Input material
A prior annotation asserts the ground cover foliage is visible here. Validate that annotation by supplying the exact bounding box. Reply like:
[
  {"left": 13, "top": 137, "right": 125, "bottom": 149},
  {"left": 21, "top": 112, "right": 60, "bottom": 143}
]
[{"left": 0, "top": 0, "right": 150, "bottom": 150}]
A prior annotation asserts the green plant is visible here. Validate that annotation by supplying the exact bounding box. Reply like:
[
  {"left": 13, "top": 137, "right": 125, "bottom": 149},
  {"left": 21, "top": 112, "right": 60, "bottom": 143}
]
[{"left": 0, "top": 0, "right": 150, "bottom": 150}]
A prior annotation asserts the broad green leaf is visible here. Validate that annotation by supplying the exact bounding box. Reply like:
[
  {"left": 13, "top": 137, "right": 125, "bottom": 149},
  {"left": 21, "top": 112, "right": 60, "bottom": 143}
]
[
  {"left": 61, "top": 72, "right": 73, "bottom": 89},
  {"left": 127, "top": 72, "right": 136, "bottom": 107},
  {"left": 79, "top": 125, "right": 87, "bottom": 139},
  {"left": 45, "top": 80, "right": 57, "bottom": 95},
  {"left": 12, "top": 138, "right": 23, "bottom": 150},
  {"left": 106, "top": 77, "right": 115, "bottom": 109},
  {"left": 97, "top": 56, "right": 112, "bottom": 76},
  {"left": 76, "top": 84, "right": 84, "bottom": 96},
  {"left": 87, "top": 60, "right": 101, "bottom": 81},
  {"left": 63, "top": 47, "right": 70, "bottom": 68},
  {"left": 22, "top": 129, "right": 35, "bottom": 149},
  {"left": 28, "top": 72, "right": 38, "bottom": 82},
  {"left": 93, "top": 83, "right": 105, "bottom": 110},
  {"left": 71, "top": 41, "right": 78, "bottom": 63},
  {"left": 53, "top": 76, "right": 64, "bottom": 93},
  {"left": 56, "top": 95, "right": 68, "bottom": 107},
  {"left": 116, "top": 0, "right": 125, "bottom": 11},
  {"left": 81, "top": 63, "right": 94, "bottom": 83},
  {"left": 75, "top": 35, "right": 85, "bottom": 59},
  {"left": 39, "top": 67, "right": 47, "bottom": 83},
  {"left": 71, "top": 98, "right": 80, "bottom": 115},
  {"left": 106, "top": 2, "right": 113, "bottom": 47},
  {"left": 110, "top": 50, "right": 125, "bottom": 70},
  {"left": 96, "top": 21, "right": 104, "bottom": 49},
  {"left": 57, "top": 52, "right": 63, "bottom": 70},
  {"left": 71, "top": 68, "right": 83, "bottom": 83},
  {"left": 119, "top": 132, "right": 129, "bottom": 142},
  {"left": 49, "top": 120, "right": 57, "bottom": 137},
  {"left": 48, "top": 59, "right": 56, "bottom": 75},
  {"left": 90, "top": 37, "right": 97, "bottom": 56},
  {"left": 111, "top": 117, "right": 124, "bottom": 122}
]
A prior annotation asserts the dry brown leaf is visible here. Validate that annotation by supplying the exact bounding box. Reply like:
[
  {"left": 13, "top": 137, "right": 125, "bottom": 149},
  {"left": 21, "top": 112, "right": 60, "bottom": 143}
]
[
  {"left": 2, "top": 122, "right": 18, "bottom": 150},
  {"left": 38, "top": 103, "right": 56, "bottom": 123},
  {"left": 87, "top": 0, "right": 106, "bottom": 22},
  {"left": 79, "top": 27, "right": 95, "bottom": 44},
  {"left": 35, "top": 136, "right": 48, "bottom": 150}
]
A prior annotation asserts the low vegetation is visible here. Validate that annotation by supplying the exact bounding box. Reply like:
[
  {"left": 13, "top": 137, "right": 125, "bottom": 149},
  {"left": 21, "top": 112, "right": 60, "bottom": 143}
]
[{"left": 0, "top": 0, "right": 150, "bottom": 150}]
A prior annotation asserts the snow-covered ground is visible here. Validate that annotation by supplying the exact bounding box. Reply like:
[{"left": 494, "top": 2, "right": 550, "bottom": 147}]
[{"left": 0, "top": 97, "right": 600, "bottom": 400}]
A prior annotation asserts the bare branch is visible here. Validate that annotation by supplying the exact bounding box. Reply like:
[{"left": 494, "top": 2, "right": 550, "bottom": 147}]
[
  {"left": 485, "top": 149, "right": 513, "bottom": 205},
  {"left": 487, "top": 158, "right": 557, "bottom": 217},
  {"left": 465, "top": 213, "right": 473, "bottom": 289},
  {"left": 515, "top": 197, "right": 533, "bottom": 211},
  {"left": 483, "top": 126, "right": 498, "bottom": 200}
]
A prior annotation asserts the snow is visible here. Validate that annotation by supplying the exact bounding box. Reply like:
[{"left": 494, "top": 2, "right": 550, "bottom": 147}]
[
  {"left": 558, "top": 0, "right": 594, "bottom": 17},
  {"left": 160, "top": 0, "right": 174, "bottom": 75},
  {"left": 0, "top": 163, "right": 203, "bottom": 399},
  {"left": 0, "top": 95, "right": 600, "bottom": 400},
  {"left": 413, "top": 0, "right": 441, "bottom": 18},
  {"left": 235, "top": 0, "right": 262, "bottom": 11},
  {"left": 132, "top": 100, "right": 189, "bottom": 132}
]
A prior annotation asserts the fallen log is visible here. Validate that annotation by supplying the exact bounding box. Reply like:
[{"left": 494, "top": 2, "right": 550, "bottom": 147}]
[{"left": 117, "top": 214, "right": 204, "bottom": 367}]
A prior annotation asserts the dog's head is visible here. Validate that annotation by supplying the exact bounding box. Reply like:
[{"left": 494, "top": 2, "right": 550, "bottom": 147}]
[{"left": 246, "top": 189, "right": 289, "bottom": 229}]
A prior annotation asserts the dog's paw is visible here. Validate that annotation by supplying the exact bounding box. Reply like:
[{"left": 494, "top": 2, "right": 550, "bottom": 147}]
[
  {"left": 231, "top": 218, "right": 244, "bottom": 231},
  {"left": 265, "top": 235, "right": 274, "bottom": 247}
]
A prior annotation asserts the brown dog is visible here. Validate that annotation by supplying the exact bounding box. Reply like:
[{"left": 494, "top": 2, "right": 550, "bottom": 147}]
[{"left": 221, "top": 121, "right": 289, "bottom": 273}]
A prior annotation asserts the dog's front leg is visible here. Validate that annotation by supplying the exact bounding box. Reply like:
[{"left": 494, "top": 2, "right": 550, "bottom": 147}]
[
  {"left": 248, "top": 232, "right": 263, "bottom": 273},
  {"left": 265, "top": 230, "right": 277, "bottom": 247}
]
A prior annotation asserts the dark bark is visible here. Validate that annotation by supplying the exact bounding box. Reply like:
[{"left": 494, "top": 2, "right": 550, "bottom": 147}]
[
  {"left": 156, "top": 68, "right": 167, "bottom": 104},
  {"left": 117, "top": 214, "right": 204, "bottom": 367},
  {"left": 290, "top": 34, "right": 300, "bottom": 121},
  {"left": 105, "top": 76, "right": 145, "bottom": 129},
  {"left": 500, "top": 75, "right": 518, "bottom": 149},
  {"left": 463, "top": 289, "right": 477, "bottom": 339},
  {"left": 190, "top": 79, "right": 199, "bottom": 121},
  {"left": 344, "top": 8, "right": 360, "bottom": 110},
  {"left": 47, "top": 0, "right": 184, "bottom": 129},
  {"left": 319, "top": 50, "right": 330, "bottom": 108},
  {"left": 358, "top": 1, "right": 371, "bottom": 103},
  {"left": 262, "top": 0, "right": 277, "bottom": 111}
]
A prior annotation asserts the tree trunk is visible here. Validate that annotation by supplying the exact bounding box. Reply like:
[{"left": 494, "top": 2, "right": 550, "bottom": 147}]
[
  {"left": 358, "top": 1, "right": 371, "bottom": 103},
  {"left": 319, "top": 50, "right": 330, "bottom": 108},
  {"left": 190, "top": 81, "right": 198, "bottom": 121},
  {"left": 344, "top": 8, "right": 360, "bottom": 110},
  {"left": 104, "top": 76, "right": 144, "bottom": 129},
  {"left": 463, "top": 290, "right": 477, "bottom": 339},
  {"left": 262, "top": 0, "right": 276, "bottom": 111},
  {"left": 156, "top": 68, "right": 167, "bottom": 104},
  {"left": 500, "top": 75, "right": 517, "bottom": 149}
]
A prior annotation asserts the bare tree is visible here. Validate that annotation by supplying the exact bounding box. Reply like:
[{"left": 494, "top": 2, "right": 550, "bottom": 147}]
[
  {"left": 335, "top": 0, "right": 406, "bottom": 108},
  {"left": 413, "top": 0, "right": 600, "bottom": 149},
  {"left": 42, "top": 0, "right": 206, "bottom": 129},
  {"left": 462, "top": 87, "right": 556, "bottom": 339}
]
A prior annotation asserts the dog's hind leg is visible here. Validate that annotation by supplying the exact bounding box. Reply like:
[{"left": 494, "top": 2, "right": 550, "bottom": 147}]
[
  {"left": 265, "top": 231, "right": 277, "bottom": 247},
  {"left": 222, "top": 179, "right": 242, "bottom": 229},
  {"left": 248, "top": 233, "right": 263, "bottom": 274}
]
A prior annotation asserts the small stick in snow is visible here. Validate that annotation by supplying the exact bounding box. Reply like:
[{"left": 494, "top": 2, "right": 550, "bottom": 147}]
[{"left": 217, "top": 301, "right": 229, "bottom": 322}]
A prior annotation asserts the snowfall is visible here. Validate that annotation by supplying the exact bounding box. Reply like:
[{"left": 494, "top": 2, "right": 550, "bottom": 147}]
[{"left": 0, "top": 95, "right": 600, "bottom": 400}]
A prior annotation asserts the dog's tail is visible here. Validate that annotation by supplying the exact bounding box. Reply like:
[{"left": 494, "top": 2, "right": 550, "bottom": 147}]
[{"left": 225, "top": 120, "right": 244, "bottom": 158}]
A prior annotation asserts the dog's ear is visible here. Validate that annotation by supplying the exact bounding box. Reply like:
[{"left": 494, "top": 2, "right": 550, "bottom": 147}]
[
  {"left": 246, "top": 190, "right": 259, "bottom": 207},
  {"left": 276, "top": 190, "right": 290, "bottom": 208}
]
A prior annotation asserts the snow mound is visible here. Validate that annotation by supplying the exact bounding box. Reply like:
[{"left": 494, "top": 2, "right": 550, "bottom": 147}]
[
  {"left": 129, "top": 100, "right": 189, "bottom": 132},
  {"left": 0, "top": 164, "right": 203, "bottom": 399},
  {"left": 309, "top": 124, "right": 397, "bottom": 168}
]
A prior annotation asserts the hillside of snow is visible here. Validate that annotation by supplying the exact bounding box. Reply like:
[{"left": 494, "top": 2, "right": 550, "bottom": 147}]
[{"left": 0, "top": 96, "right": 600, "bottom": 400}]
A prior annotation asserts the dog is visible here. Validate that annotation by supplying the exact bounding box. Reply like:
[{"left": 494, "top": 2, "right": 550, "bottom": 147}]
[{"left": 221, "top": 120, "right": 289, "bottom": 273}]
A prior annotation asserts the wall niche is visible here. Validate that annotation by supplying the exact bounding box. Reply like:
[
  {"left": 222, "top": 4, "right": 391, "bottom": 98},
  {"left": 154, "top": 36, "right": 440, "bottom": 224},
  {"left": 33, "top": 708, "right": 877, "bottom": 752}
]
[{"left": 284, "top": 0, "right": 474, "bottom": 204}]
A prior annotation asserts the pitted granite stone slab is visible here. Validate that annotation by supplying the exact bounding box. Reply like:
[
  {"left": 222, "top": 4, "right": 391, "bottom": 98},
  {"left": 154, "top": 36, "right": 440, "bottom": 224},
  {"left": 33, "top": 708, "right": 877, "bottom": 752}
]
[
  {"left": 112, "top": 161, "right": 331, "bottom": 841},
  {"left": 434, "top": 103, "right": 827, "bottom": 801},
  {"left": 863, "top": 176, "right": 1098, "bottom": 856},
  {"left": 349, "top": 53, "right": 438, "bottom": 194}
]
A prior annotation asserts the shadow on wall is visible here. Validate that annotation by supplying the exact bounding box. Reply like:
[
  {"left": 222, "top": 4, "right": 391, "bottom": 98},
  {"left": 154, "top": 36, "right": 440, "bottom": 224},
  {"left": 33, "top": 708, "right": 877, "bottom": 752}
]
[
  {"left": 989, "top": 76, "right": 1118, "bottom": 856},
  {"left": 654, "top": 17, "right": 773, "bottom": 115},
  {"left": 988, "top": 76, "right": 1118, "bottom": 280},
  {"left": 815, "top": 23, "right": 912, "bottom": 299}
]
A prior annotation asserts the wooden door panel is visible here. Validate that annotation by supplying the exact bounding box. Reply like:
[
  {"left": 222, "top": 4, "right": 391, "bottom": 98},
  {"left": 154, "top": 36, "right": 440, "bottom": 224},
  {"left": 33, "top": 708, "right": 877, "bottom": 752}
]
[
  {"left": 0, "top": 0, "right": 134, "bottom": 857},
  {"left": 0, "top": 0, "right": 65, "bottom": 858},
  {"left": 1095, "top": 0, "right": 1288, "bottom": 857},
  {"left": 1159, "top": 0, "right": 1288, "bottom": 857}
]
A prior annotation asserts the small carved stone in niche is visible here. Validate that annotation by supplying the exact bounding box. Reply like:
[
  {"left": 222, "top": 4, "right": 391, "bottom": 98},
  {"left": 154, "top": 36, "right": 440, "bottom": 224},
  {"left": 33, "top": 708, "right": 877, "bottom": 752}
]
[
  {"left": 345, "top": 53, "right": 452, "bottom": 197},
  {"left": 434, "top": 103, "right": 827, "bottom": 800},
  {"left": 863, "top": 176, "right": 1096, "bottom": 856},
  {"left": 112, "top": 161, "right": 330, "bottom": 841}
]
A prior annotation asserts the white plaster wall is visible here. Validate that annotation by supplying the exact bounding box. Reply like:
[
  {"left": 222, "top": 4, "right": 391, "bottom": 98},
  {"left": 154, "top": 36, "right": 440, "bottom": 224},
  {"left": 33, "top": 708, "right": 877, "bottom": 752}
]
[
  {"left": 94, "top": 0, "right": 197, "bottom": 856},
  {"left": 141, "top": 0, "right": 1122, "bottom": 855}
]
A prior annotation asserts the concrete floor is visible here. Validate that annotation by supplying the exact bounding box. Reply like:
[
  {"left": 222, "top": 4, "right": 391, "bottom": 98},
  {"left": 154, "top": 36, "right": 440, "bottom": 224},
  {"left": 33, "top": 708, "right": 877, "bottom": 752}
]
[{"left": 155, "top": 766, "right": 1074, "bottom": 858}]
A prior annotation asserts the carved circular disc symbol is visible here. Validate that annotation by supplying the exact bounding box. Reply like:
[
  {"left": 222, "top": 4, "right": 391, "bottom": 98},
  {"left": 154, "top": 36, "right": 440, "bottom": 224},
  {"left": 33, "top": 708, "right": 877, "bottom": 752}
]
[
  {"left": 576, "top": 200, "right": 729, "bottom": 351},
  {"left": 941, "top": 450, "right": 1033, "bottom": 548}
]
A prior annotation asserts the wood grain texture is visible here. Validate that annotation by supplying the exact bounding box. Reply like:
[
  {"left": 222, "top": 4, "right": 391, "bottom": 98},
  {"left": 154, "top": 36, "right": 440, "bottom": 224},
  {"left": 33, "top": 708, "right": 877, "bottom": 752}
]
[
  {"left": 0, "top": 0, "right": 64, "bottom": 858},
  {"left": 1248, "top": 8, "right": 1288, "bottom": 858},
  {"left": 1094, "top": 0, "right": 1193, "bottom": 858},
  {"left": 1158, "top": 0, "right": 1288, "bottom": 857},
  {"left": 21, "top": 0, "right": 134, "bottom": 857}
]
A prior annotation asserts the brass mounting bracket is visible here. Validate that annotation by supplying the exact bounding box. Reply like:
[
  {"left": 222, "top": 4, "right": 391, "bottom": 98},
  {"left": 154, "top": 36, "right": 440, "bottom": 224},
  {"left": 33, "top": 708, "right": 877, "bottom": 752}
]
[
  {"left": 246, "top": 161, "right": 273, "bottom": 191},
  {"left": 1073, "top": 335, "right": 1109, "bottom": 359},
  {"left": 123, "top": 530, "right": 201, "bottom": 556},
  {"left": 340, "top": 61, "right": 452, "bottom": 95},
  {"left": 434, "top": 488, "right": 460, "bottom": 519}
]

The request
Please report every line in the records above that contains the word "carved", copying each such line in full.

Task solution
A prior annotation asserts the small carved stone in niche is visible here. Validate that annotation by supplying the exact bounding box. Reply like:
A prior annotation asserts the carved circular disc symbol is visible here. Validate that annotation by supplying the exact bounding box. Reply like:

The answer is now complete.